#### Try it
Take the lines below beginning at the line that has "else: point(1511, 401)." and stopping after the line that has "else: point(1399, 130).", and print them exactly as they are, with no other lines.

[Point-per-instance localization data]
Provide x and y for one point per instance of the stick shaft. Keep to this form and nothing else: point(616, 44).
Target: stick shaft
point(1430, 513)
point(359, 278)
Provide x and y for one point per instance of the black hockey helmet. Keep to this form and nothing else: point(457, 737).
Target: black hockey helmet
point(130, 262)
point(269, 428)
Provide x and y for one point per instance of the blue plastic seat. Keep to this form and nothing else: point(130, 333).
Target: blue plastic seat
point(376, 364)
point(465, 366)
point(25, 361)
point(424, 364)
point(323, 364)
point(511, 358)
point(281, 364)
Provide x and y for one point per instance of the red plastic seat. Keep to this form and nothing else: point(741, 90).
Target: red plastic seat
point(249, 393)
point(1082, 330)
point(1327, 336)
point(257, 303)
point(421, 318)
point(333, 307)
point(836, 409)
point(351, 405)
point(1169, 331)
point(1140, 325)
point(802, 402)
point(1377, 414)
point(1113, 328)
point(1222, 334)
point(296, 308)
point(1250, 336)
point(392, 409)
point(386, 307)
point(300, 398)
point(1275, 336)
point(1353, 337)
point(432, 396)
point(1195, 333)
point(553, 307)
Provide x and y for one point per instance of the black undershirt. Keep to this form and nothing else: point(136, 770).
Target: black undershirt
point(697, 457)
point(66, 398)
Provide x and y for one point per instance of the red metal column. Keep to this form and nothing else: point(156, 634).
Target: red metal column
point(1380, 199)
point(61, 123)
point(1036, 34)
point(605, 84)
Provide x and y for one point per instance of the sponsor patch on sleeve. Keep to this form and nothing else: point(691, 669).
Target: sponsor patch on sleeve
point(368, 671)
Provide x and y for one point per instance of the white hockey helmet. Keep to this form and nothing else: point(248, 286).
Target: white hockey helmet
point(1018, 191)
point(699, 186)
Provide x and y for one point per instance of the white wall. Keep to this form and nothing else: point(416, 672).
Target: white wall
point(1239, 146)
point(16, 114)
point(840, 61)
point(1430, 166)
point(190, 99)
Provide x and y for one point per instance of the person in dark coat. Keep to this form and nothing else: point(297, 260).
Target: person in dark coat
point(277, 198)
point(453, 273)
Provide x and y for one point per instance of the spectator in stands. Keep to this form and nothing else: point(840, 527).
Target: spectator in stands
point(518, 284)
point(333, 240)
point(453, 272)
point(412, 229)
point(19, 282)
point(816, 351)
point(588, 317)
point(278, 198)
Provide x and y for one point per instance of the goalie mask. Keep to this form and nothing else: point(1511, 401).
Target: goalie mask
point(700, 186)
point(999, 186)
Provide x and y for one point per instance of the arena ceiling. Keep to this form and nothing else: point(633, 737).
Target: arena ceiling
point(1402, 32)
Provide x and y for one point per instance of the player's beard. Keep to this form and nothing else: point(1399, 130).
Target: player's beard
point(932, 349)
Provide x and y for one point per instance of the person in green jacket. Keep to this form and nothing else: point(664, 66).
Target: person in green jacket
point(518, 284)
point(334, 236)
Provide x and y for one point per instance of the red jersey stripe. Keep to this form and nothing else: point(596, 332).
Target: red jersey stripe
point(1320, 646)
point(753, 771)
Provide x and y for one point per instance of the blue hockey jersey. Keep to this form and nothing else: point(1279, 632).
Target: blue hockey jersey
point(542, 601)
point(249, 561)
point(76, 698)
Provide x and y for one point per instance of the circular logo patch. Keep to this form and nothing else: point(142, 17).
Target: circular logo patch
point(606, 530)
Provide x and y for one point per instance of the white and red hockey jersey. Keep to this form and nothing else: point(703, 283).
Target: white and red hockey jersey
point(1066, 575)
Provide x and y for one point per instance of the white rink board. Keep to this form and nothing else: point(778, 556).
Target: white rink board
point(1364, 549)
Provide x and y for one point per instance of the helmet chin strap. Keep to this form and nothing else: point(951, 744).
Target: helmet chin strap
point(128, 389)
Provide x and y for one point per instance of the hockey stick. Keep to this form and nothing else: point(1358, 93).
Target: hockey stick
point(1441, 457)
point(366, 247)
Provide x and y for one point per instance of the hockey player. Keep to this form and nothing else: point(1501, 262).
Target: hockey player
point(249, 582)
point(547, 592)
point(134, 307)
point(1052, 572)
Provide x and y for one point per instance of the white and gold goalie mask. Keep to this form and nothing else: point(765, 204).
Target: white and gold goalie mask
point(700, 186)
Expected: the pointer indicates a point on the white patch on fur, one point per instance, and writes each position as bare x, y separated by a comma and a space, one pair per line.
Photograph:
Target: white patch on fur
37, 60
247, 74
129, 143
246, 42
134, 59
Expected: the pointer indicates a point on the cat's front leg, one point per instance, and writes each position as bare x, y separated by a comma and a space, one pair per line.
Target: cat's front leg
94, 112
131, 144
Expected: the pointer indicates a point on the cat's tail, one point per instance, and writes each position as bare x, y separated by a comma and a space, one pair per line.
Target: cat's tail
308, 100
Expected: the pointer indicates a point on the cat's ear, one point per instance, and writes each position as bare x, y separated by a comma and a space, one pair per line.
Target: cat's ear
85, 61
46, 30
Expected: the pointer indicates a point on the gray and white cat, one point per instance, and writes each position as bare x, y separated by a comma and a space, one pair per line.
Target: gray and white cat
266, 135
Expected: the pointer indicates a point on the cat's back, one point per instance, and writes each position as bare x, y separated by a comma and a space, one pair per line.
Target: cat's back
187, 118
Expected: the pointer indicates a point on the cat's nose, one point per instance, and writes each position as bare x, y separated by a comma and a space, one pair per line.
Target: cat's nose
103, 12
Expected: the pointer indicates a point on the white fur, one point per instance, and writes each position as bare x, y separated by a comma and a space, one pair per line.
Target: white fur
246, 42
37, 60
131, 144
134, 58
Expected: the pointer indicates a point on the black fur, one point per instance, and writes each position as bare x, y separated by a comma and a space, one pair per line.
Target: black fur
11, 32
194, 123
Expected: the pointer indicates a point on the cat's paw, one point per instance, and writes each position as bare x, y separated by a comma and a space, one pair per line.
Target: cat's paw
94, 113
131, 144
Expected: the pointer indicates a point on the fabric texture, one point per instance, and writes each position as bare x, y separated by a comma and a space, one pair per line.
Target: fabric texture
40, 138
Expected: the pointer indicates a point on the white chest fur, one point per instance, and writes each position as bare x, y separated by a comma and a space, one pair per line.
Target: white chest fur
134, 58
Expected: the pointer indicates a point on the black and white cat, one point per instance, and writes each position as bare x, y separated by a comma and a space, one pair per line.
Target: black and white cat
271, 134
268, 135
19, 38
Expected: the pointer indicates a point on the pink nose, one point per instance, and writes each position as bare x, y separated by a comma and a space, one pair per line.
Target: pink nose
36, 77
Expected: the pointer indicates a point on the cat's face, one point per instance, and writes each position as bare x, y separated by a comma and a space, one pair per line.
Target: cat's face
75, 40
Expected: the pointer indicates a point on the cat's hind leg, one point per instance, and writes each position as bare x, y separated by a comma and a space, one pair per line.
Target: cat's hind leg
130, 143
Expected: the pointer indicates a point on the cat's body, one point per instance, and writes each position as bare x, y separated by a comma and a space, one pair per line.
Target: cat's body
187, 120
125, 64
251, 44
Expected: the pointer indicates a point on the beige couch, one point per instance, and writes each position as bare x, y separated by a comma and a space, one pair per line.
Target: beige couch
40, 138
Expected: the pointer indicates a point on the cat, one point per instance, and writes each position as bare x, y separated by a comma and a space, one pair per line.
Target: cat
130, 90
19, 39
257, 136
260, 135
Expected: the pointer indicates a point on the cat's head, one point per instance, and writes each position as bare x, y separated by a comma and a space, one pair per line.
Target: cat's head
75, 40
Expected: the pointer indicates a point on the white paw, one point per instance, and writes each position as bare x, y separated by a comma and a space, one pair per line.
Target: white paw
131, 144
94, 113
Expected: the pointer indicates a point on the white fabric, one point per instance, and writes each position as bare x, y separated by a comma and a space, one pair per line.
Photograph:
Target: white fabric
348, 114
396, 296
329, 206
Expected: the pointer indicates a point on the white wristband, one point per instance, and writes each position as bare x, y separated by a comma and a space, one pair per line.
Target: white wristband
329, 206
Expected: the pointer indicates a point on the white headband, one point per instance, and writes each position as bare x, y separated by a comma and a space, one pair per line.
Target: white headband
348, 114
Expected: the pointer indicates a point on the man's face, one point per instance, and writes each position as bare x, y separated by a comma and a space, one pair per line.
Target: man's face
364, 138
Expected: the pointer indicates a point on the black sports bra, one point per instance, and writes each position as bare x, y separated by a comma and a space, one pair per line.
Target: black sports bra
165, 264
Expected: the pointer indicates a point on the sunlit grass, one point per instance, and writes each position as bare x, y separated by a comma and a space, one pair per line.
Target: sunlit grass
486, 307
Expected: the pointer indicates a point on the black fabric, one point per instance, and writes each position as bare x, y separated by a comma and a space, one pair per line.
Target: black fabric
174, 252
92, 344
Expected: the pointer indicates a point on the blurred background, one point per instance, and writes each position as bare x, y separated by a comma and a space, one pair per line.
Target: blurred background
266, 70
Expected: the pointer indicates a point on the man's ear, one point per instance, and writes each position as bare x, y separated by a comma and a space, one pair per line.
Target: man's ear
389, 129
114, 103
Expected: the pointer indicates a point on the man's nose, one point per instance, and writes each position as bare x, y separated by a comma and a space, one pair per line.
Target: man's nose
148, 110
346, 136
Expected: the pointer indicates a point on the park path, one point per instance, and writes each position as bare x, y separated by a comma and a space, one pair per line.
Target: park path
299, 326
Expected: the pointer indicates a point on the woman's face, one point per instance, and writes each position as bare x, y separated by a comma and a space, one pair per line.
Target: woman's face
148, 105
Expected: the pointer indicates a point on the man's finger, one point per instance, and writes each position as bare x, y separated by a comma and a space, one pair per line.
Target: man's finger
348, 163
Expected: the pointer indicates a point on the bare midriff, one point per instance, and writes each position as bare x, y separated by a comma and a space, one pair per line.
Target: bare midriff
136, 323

#### Result
Provide x and y for one point per instance of the goalie mask. Keep to this form and nothing else: point(1511, 401).
Target: goalie mask
point(700, 186)
point(999, 186)
Provide x and y for one point per instance of the arena ceiling. Keep to this form and nothing else: point(633, 737).
Target: arena ceiling
point(1402, 32)
Provide x and y for one point per instance of the player's beard. Keep to this form and nothing else: point(1399, 130).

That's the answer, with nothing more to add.